■ **TRECHO SELECIONADO**
════════════════

Quinto Registro de Imóveis de São Paulo

Informação e prestação de serviços

0024552-06.2012.8.26.0100. mandato – poderes especiais e expressos

AO EXCELENTÍSSIMO SENHOR DOUTOR JUIZ DE DIREITO DA PRIMEIRA VARA DE REGISTROS PÚBLICOS DA CAPITAL DE SÃO PAULO.

Protocolo 256.748 – Processo 0024552-06.2012.8.26.0100

Interessado: Banco Bonsucesso S/A

Mandato – poderes especiais. Alienação fiduciária.

1) Para a alienação fiduciária é necessário mandato com poderes expressos e especiais, nos termos do art. 661, § 1º do CC.

  • Processo 0024552-06.2012.8.26.0100 – sentença
  • Processo 0024552-06.2012.8.26.0100 – Dúvida – Registro de Imóveis – 5º OFICIAL DE REGISTRO DE IMÓVEIS – Vistos. Recebo a apelação interposta em seus regulares efeitos. Ao Ministério Público. Em seguida, remetam-se os autos ao Egrégio Conselho Superior da Magistratura. Int. CP 182 – ADV: JULIANA AMOROSO COTTA ROMUALDO (OAB 187594/SP) (D.J.E. de 03.09.2012).
  • AC 0024552-06.2012.8.26.0100, São Paulo, j. 7/2/2013, DJe 2/4/2013, rel. des. José Renato Nalini.

Sérgio Jacomino, 5º Oficial de Registro de Imóveis da Capital de São Paulo, atendendo a requerimento formulado pelo Banco Bonsucesso S/A, por sua advogada Dra. Juliana Amoroso Machado Cotta, nos termos do art. 198 da Lei 6.015/73, vem suscitar dúvida, nos termos do art. 198 da Lei 6.015, de 1973, pelos motivos e fundamentos seguintes.

Procedimentos preliminares

Em 10 de abril de 2012 este registro acolheu (em reingresso) o instrumento particular de Cédula de Crédito Bancário, prenotado sob o número 256.748. Não se conformando com as exigências, o interessado requereu a suscitação de dúvida.

Sucessivamente prenotado, o acesso do título vem de ser denegado pelos seguintes motivos:

Apresentar procurações, vigentes à assinatura do instrumento particular apresentado, onde: 1) ANB; 2) GNB; e 3) MNB outorgam poderes especiais e expressos para RNP, em conformidade com o § 1.º, do artigo 661, do Código Civil.

Observou-se, ainda que foram apresentados 2 traslados de procuração onde GNB outorga poderes para RNP; um deles é uma minuta e as Serventias Imobiliárias estão impedidas de, em abstrato, promover o exame de minutas ou formulários

Passo a examinar cada uma das exigências, apresentando a Vossa Excelência o entendimento deste Registrador.

Mandato – poderes especiais e expressos

Os emitentes, coobrigados e devedores fiduciantes, são representados por RNP, nos termos das várias procurações apresentadas.

Em síntese, a controvérsia cinge-se a definir a extensão dos poderes conferidos pelo mandato outorgado ao representante.

Reza o art. 661 do vigente Código Civil:

Art. 661. O mandato em termos gerais só confere poderes de administração.

§ 1º Para alienar, hipotecar, transigir, ou praticar outros quaisquer atos que exorbitem da administração ordinária, depende a procuração de poderes especiais e expressos.

════════════════

■ **BLOCO DE DADOS**
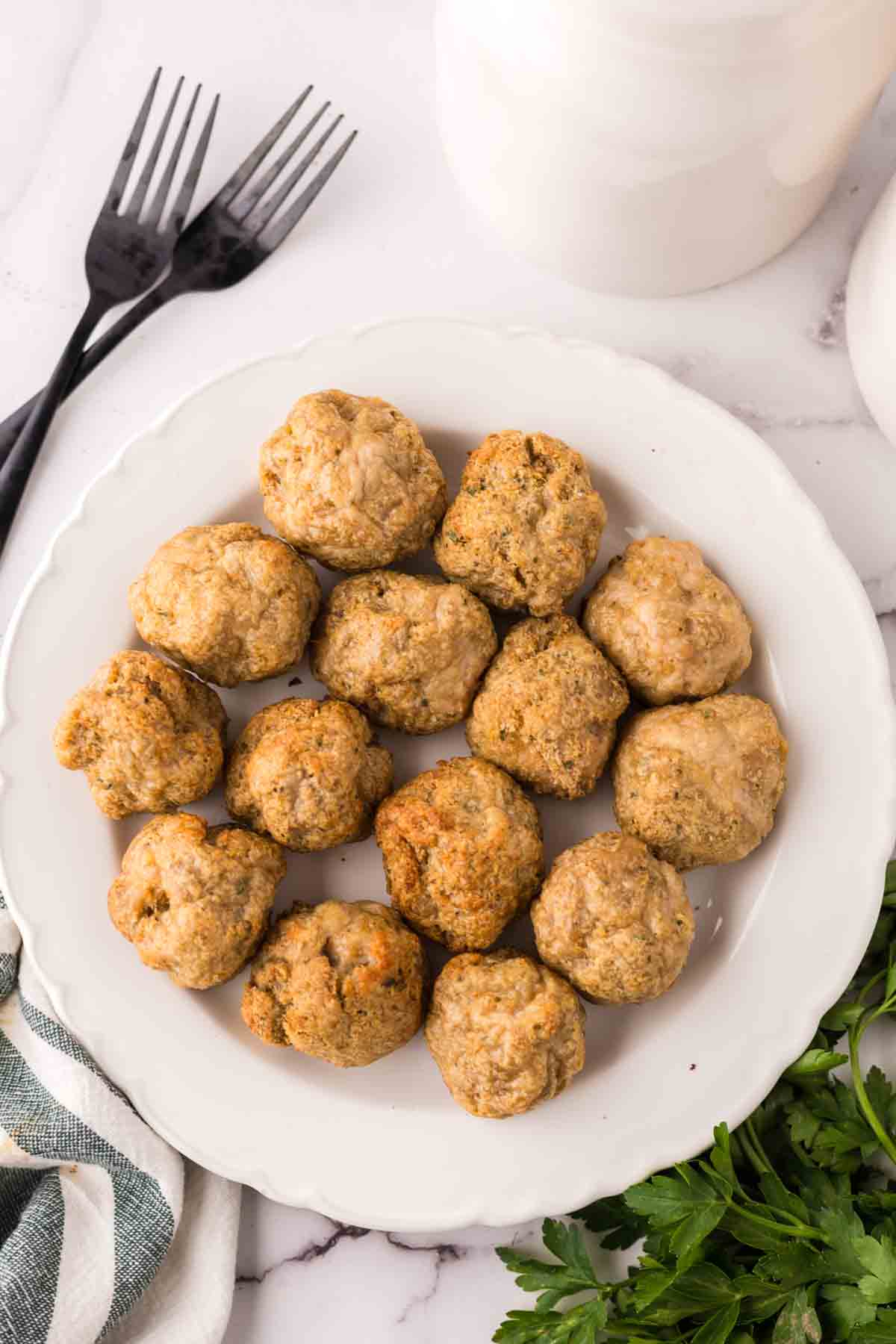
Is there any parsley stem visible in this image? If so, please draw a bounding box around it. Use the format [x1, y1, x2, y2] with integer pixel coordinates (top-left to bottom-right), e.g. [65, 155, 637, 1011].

════════════════

■ **TAREFAS A CUMPRIR**
(A) No trecho selecionado, quais atos o § 1º do art. 661 do Código Civil enumera como dependentes de procuração com poderes especiais e expressos? Liste todos.
(B) Retome o trecho selecionado, a suscitação de dúvida sobre o mandato para alienação fiduciária, logo após a última frase apresentada.

■ **RESPOSTAS DADAS**
(A)
- Alienar
- Hipotecar
- Transigir
- Praticar outros quaisquer atos que exorbitem da administração ordinária

(B)
A questão passa, portanto, por definir o que sejam poderes especiais e expressos e, ato contínuo, verificar se as procurações outorgadas preenchem esta exigência legal.

A redação das procurações lavradas em São Paulo e Madri, pela autoridade consular, sugere mandato para simples administração: são conferidos os mais amplos, gerais e ilimitados poderes para gerir e administrar todos os bens dos outorgantes, com extenso elenco de autoridades e atos passíveis de realização.

Tais mandatos podem ser expressos, mas não são específicos.

Para alienação ou oneração de bens imóveis a lei exige mandato com a conjugação de poderes especiais e expressos. Poderes especiais, na lição de Serpa Lopes, consistem na “individualização de cada um dos poderes conferidos, com um caráter de especificidade”. Já poderes expressos quer dizer que a manifestação de tais poderes há de se revelar “exteriormente de um modo a ser compreendida direta e inequivocamente, não se permitindo uma interpretação por deduções”. (SERPA LOPES. Curso de Direito Civil. Fontes das obrigações: contratos. 2ª ed. Rio de Janeiro: Freitas Bastos, 1960, p. 250).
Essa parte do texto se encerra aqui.